[Start of Selected extract]

Mad Men's writer, producer, creator and showrunner, Matthew Weiner is the driving force behind AMC's long-running show. After eight years, 15 Emmys and four Golden Globes, his critically-acclaimed drama has started its victory lap, with the final half of its final season about to air. To bid farewell, Empire spoke to Weiner about seven key moments from the show's gilded history. If you're not completely up to date, click away now, but if you've watched all the way up to the end of part one of season 7, prepare to find out a lot more about Don Draper and company.
Mad Men airs on Sky Atlantic, starting on Thursday April 16, 12.20am.
Episode: 'Guy Walks Into An Advertising Agency' (Season 3, episode 6)
"The Lawnmower episode was not an attempt to burst the show’s stylish bubble, per se. That was a very hard [episode] to get the story right on. It wasn't as hard to execute, actually, because the people who worked on it, such as the director Lesli Linka Glatter and the special effects people, do this sort of thing all the time - just not on Mad Men. Up until that point, most of our special effects had involved vomit. What I was interested in was to have the twist of the story dramatised.
You want to show the repercussions of workers drinking in the office all the time. I’d heard a lot of stories about it, and at some point, there had to be something very disastrous [happen]. I also needed to tell a story about expectations, and it took me a while to figure out how it would work.
Myself and a lot of the writers fell in love with this idea that the story would be irretrievably going in one direction. Don is excited about the British coming in, because he’s been told that he’s going to get a promotion - that everyone in the office is moving up, that this was a huge opportunity. Then this guy walks in, Guy MacKendrick, who is obviously his replacement. With casting, we were looking for a guy who an actor that the audience would look at and say, ‘Oh, it’s the new main character of the show!’
Then, to have the lawnmower roll over his foot, and everything turn back to the way it was, instantly, that was an interesting story for me. An interesting observation about human nature: if I tell you something amazing is going to happen to you and the next day I say we’re not doing it, nothing’s happened, except for the news. How are you any different? Well, your investment in that is huge.

[End of Selected extract]

- Actions to take:
1) Could you update the stretch of the Mad Men interview from "You want to" through "it would work.", swapping "stories" for "anecdotes"?
2) How might Matthew Weiner's Mad Men interview carry on? Take it further from the point where it stops.
The listing that comes next has no connection to the Mad Men interview.

[Start of Information supplied]

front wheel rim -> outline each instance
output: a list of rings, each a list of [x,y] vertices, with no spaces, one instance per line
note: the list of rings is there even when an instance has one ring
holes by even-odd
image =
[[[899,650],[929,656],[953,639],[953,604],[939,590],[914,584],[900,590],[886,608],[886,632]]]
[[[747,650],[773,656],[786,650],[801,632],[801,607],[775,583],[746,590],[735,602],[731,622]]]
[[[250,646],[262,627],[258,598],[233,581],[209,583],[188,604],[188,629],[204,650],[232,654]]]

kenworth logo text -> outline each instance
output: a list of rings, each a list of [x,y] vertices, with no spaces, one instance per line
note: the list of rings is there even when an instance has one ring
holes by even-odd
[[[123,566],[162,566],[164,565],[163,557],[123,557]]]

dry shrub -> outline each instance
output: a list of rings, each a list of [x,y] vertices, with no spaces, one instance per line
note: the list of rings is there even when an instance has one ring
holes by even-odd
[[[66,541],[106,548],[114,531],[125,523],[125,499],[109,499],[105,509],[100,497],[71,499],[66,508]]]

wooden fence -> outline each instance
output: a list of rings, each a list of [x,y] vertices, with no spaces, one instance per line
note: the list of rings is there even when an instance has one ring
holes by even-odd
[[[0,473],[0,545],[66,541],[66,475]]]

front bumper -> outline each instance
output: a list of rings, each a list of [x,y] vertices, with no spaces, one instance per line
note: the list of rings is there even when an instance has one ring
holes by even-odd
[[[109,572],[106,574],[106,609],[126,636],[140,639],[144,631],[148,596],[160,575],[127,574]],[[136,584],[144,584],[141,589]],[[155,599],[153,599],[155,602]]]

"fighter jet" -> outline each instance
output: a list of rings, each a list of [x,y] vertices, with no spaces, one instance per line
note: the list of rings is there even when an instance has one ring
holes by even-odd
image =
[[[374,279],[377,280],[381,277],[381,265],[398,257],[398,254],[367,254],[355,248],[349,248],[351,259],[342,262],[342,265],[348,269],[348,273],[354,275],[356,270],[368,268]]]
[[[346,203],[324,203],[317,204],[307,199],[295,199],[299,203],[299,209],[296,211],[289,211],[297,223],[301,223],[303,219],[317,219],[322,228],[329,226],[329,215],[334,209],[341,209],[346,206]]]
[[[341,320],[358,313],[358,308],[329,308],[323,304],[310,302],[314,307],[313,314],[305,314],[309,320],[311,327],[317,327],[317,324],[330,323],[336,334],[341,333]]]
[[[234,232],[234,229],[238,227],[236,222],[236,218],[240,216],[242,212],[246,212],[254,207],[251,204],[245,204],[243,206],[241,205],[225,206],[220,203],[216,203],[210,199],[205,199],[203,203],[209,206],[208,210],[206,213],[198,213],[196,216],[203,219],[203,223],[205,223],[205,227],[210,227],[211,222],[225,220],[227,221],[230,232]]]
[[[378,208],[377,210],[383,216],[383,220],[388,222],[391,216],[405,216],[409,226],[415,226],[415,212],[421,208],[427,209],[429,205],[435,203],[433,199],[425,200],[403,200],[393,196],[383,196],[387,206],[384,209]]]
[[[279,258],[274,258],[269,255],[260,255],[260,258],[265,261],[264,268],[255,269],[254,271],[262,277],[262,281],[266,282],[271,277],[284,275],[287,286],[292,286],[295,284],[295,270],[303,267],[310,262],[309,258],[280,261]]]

[End of Information supplied]

- Task responses:
1)
You want to show the repercussions of workers drinking in the office all the time. I’d heard a lot of anecdotes about it, and at some point, there had to be something very disastrous [happen]. I also needed to tell a story about expectations, and it took me a while to figure out how it would work.

2)
So that was our way of turning the story over. In terms of the graphic-ness, I didn’t even think about it. I just thought it was funny. A lot of funny things turn out to be very, very sad. This is one were I was right, whereas Freddie Rumsen peeing in his pants was hilarious in my head, but not on screen. It was very sad."
Episode: 'The Suitcase' (Season 4, episode 7)
"Duck defecating on Roger’s chair? That was definitely meant to be funny. I always thought that was going to be funny! (Laughs) I was so happy that the actors and the directors really committed to that. It was a story that we’d heard about a famous American executive, where when he fired people, he would take a dump in their chair (laughs). The fact that he’s in the wrong office, that makes it funnier.
I think there are two things that happen when you rewatch the show - and I have discovered this myself - firstly, you forget all the stories that go together. You’re always watching an episode and saying, ‘That was in this episode?’ Even though they were designed at the time to be put together with thematic unity, I am still surprised. There are episodes where a lot of famous stories congregate. The other thing is that there’s a lot of humour in the show – I always wanted it to be funny, and my background was in sitcoms – so I think that is another surprise for people, that there’s a lot of humour in it. And I think the humour of the show is based in a realistic response to absurd situations, and that’s the thing that makes the sad stuff sadder. That’s my thought on it.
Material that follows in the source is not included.